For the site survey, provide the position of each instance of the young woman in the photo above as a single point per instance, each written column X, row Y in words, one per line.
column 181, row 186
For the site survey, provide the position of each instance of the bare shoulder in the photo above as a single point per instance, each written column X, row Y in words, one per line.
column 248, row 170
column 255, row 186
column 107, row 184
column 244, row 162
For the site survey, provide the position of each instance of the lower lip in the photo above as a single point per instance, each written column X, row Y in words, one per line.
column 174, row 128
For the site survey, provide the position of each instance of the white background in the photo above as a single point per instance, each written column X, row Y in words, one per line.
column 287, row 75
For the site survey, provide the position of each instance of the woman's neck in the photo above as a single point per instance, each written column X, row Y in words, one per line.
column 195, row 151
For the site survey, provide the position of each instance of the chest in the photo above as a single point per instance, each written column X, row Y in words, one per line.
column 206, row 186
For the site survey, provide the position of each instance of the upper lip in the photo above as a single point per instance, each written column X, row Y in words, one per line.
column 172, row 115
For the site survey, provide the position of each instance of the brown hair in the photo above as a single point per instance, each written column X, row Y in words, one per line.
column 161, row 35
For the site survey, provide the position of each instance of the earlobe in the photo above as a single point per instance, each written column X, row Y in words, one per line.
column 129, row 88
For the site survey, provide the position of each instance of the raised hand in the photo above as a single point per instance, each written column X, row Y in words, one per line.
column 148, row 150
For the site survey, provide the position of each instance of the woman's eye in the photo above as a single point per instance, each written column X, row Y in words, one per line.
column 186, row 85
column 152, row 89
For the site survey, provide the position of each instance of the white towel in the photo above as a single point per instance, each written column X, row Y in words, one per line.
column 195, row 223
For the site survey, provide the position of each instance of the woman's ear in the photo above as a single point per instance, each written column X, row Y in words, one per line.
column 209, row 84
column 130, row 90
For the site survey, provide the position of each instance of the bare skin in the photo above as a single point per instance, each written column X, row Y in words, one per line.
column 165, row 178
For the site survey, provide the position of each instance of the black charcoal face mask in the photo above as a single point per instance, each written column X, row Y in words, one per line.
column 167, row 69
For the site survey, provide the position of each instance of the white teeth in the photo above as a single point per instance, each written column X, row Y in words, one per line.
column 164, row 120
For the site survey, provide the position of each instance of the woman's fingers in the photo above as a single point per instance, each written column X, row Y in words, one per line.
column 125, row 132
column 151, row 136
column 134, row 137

+++

Would you write down every record again, exactly?

For the site survey, provide the position of each instance of the young woman in the photo above as a single point per instance, each written column X, row Y in words, one per line.
column 181, row 186
For the site survey, provide the position of each instance of the bare shoulder in the photo above as a single point per instance, each written column X, row Y in words, one per line.
column 248, row 170
column 255, row 186
column 107, row 184
column 244, row 162
For the site survey, provide the position of each instance of the lower lip in the photo above as a single point per instance, each written column X, row Y in words, one per line.
column 174, row 128
For the site survey, provide the position of each instance of the white background in the photo above as a single point per instance, each written column X, row Y in words, one per line.
column 287, row 75
For the site survey, provide the position of each instance of the woman's neck in the photo above as a single point per instance, each written column X, row Y in words, one per line.
column 195, row 151
For the site survey, provide the position of each instance of the chest in the photo above as a single point per instance, each written column X, row Y in words, one per line.
column 206, row 186
For the site survey, provide the position of each instance of the upper lip in the photo above as a single point per instance, each written column X, row Y in words, one per line.
column 172, row 115
For the site survey, provide the position of each instance of the brown hair in the photo above as a single point per instance, each written column X, row Y in words, one per line.
column 161, row 35
For the site survey, provide the position of each instance of the earlobe in the photo above as a single point per instance, each written column X, row Y in words, one per line.
column 129, row 88
For the site survey, provide the position of each instance of the raised hand in the photo above as a single point per instance, each written column X, row Y in words, one per line.
column 148, row 150
For the site survey, provide the position of each instance of the woman's eye in the photo above as a single point per instance, each written column X, row Y in words, one per line.
column 186, row 85
column 152, row 89
For the site survey, provide the position of each instance of the white towel in the photo above as a single point per instance, each written column X, row Y in words, one per line.
column 195, row 223
For the site survey, provide the position of each instance of the woman's ear in the photo above as a single point per instance, each written column X, row Y in words, one per line.
column 209, row 84
column 130, row 90
For the site survey, provide the position of each instance of the bare skin in the photo above as a single point per instance, each written column X, row Y in words, one per line.
column 165, row 178
For the site survey, provide the position of each instance of the black charcoal face mask in the photo above as a single point per instance, each written column X, row Y in words, one per line.
column 167, row 69
For the site survey, provide the position of each instance of the white teeth in the photo above as a single point per instance, each written column X, row Y in words, one per line.
column 164, row 120
For the site survey, provide the position of each instance of the woman's fingers in the photo above as a single point per instance, each written column X, row Y in words, one per line.
column 125, row 132
column 151, row 136
column 134, row 137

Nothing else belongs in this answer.